What is expected:
From the records below, copy each line in which the string "hood" occurs.

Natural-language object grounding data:
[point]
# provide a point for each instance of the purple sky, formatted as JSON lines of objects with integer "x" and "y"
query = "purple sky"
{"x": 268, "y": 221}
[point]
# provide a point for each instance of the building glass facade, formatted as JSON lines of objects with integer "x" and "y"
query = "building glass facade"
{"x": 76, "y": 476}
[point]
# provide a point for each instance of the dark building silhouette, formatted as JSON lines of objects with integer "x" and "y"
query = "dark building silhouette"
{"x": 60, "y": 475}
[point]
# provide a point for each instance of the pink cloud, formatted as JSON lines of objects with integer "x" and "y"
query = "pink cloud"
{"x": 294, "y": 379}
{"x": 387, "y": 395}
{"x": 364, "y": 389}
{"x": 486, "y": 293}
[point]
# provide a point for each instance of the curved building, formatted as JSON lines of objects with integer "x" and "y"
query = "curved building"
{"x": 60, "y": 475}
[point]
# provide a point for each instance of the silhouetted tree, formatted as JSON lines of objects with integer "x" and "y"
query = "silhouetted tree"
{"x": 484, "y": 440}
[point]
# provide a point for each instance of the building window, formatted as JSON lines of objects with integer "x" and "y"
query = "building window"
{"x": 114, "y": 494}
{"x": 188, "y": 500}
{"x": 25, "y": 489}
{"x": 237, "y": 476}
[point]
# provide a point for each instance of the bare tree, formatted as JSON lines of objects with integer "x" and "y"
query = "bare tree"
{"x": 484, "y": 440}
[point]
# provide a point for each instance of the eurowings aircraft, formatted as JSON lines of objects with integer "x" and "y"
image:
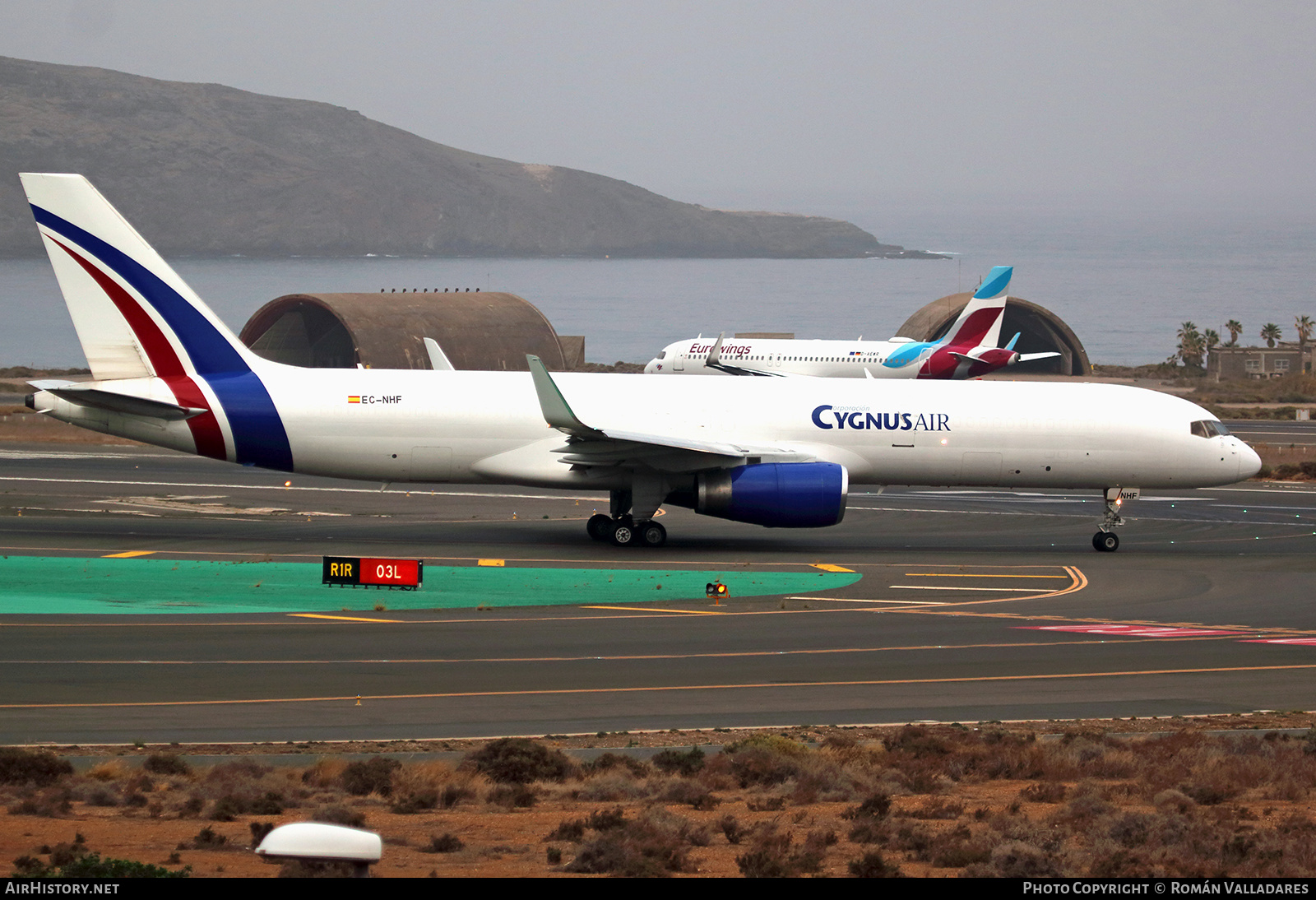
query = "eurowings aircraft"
{"x": 967, "y": 350}
{"x": 774, "y": 452}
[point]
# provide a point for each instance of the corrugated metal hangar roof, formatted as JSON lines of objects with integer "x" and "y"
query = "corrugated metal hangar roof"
{"x": 475, "y": 329}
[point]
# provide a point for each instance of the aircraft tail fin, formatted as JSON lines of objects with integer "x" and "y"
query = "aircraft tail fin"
{"x": 980, "y": 322}
{"x": 133, "y": 315}
{"x": 137, "y": 318}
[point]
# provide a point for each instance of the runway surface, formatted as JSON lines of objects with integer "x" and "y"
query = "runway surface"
{"x": 971, "y": 605}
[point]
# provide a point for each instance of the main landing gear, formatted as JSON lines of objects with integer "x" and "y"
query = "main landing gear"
{"x": 1105, "y": 540}
{"x": 624, "y": 531}
{"x": 622, "y": 528}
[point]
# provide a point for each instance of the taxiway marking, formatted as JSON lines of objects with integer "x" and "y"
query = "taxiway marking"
{"x": 668, "y": 689}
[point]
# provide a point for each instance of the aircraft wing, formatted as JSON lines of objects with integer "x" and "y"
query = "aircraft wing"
{"x": 605, "y": 447}
{"x": 715, "y": 361}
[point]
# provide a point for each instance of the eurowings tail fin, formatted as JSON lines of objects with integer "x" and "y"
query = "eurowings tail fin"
{"x": 980, "y": 322}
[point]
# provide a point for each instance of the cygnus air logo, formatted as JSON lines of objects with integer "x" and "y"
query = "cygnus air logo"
{"x": 861, "y": 419}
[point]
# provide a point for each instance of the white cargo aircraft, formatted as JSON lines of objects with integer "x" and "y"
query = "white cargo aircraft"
{"x": 967, "y": 350}
{"x": 770, "y": 452}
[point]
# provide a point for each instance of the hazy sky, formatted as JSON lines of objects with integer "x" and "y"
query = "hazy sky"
{"x": 793, "y": 105}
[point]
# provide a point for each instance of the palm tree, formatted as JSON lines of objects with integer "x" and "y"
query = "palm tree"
{"x": 1304, "y": 327}
{"x": 1210, "y": 340}
{"x": 1190, "y": 345}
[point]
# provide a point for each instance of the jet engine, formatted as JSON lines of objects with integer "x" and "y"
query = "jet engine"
{"x": 776, "y": 495}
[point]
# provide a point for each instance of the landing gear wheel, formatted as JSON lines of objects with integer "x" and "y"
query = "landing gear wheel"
{"x": 651, "y": 535}
{"x": 624, "y": 533}
{"x": 599, "y": 527}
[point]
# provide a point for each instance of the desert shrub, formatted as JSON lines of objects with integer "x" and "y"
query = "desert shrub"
{"x": 324, "y": 772}
{"x": 612, "y": 787}
{"x": 1122, "y": 864}
{"x": 63, "y": 854}
{"x": 1043, "y": 792}
{"x": 569, "y": 829}
{"x": 770, "y": 854}
{"x": 107, "y": 772}
{"x": 872, "y": 865}
{"x": 874, "y": 807}
{"x": 92, "y": 866}
{"x": 520, "y": 796}
{"x": 520, "y": 761}
{"x": 445, "y": 842}
{"x": 938, "y": 808}
{"x": 337, "y": 814}
{"x": 765, "y": 759}
{"x": 1017, "y": 860}
{"x": 675, "y": 762}
{"x": 1171, "y": 799}
{"x": 102, "y": 796}
{"x": 208, "y": 840}
{"x": 370, "y": 777}
{"x": 648, "y": 847}
{"x": 1208, "y": 794}
{"x": 24, "y": 768}
{"x": 605, "y": 820}
{"x": 317, "y": 869}
{"x": 415, "y": 803}
{"x": 958, "y": 849}
{"x": 691, "y": 794}
{"x": 166, "y": 763}
{"x": 1131, "y": 831}
{"x": 239, "y": 772}
{"x": 50, "y": 803}
{"x": 232, "y": 805}
{"x": 258, "y": 832}
{"x": 609, "y": 762}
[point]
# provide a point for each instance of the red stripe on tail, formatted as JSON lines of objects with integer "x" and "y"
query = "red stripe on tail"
{"x": 169, "y": 368}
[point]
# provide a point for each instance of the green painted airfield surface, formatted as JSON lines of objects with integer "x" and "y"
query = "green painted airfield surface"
{"x": 56, "y": 584}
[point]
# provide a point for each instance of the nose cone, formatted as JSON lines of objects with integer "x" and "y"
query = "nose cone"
{"x": 1249, "y": 463}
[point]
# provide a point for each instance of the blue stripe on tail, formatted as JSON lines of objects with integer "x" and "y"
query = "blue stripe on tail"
{"x": 258, "y": 434}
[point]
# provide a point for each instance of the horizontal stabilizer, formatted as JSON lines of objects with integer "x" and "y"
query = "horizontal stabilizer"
{"x": 114, "y": 401}
{"x": 438, "y": 358}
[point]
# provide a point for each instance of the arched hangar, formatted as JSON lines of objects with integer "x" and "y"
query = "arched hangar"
{"x": 475, "y": 329}
{"x": 1040, "y": 331}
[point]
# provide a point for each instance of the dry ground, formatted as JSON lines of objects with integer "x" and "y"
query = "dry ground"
{"x": 984, "y": 800}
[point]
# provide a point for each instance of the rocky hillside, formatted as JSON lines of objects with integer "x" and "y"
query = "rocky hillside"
{"x": 204, "y": 169}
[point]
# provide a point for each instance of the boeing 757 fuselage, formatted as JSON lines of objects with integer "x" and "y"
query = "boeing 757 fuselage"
{"x": 767, "y": 452}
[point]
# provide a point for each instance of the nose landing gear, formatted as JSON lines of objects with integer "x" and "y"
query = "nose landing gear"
{"x": 1105, "y": 540}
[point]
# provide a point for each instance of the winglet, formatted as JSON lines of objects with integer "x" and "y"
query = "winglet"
{"x": 554, "y": 407}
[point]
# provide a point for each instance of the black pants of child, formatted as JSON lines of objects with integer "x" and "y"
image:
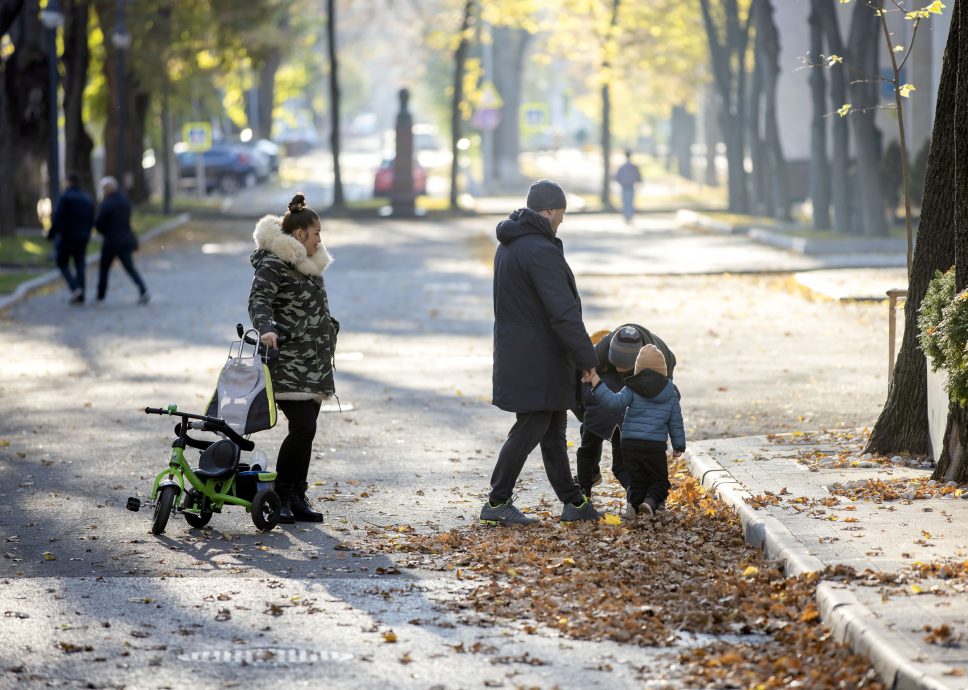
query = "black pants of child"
{"x": 590, "y": 459}
{"x": 645, "y": 462}
{"x": 108, "y": 255}
{"x": 297, "y": 448}
{"x": 531, "y": 429}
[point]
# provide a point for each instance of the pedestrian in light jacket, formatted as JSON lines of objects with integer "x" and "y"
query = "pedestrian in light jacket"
{"x": 70, "y": 231}
{"x": 652, "y": 416}
{"x": 114, "y": 223}
{"x": 541, "y": 349}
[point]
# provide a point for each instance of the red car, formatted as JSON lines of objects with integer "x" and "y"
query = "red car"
{"x": 383, "y": 181}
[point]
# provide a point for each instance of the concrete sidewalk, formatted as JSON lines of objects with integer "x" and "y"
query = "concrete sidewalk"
{"x": 813, "y": 501}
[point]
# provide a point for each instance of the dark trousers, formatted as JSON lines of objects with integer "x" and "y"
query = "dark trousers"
{"x": 108, "y": 255}
{"x": 296, "y": 450}
{"x": 531, "y": 429}
{"x": 648, "y": 470}
{"x": 590, "y": 458}
{"x": 77, "y": 254}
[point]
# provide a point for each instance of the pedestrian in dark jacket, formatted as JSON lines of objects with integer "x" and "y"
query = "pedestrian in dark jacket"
{"x": 114, "y": 224}
{"x": 616, "y": 353}
{"x": 288, "y": 289}
{"x": 541, "y": 350}
{"x": 70, "y": 231}
{"x": 652, "y": 415}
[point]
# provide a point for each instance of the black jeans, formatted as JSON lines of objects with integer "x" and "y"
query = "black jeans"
{"x": 648, "y": 470}
{"x": 77, "y": 254}
{"x": 590, "y": 458}
{"x": 108, "y": 255}
{"x": 296, "y": 450}
{"x": 530, "y": 430}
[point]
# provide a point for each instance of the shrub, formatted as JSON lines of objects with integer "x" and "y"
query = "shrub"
{"x": 943, "y": 332}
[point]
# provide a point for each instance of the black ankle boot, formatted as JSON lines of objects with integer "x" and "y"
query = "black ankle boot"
{"x": 302, "y": 511}
{"x": 285, "y": 492}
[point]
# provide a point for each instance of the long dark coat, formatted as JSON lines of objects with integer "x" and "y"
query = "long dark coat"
{"x": 540, "y": 341}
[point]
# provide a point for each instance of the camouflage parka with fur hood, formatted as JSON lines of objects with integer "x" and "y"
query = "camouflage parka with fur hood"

Answer to this exercise:
# provide a point for each instance of the camouflage parka with fur hood, formatted as JSON lines of objects with integer "x" and "y"
query = "camouflage parka with fur hood"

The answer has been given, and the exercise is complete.